◆ SHORT EXERCISE ◆
Reproduce each of the rows below verbatim, from the first through the last, without altering any word, number, or symbol.
--- Start of PROVIDED INFORMATION ---
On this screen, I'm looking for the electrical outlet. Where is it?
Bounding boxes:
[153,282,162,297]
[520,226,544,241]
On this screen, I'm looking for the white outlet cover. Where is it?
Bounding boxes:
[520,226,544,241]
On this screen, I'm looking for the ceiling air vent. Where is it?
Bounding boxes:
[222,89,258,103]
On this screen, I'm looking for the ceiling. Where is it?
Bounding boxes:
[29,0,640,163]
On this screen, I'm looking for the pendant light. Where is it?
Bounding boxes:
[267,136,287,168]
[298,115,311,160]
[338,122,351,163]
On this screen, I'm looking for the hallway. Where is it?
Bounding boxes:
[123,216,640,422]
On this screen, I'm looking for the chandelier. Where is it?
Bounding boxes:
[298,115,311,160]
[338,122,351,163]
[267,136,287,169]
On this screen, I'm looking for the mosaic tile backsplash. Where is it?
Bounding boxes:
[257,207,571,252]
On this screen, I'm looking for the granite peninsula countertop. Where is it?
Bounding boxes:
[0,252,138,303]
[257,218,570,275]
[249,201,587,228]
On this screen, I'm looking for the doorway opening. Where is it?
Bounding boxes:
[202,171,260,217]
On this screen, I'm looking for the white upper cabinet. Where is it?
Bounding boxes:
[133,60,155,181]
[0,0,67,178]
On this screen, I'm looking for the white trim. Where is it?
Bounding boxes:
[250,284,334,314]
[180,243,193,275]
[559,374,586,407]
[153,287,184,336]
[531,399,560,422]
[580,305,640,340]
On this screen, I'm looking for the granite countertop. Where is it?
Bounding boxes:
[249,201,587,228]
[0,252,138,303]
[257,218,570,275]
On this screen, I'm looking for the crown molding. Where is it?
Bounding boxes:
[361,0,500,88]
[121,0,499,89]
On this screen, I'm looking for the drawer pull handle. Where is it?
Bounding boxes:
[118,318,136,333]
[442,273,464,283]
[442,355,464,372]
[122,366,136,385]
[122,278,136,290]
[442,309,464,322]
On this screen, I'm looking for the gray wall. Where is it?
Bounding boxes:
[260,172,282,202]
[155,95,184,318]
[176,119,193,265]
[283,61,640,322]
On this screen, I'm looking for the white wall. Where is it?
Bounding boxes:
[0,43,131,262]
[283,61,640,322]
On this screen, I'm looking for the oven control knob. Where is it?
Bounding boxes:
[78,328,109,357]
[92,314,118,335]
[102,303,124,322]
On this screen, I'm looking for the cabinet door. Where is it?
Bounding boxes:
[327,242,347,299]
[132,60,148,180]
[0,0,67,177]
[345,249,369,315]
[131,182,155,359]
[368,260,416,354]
--- End of PROVIDED INFORMATION ---
◆ FINAL RESULT ◆
On this screen, I'm looking for the electrical outlet. Where is it?
Bounding boxes:
[153,282,162,297]
[520,226,544,241]
On this screen, I'm looking for the white outlet cover. Where is it?
Bounding boxes:
[520,226,544,241]
On this screen, I'm looking for the ceiling air vent. Where is it?
Bounding boxes:
[222,89,258,103]
On this screen, I'm looking for the ceiling. Where is it?
Bounding boxes:
[29,0,640,163]
On this screen, I'm looking for the pendant light. Where is it?
Bounding boxes:
[267,136,287,168]
[298,115,311,160]
[338,122,351,163]
On this screen, I'm looking for the hallway. Where is it?
Bounding boxes:
[123,216,640,422]
On this screen, I'm looking for the chandelier. Where is it?
Bounding boxes:
[298,115,311,160]
[338,122,351,163]
[267,136,287,169]
On this screen, I'm looking for the mosaic tile backsplash. Where is it?
Bounding boxes:
[257,207,571,252]
On this screen, I'm looking for the granite peninsula countertop. Where is it?
Bounding boxes:
[0,252,138,303]
[257,218,570,275]
[249,201,587,228]
On this screen, I'm looking for the doorway opening. Where is it?
Bounding boxes:
[202,171,260,217]
On this screen, I'm looking for the white upper cabinet. Where is it?
Bounding boxes:
[133,60,155,181]
[0,0,67,178]
On this screen, I'm looking for the white trim. Where is it?
Bounding boxes:
[250,284,334,314]
[180,243,193,275]
[559,374,586,407]
[153,287,184,336]
[531,399,560,422]
[580,305,640,340]
On this screen, I'm looking for the granite countertop. Where is it?
Bounding boxes:
[249,201,587,228]
[0,252,138,303]
[257,218,570,275]
On this screen, I'm looking for the crown molding. Where is it?
Bounding boxes:
[361,0,500,88]
[121,0,499,89]
On this screen, I'm looking for the drawer pull handle. Where is it?
Bounding boxes:
[118,318,136,333]
[442,273,464,283]
[442,355,464,372]
[122,366,136,385]
[122,278,136,290]
[442,309,464,322]
On this screen, I'm looking for the gray wall. Where is it?
Bounding boxes:
[260,172,282,202]
[155,95,184,318]
[176,119,193,265]
[283,61,640,322]
On this screen, I'm looking for the white wall. Where is it?
Bounding boxes:
[0,43,131,262]
[283,61,640,322]
On this screen, I'm looking for the oven control knob. Where is it?
Bounding boxes:
[78,328,109,357]
[92,314,118,335]
[102,303,124,322]
On this screen, I'm looking for the cabinet door. Where is it?
Bounding boxes:
[327,242,347,299]
[132,60,148,180]
[0,0,67,177]
[345,249,369,315]
[131,182,155,359]
[368,260,416,354]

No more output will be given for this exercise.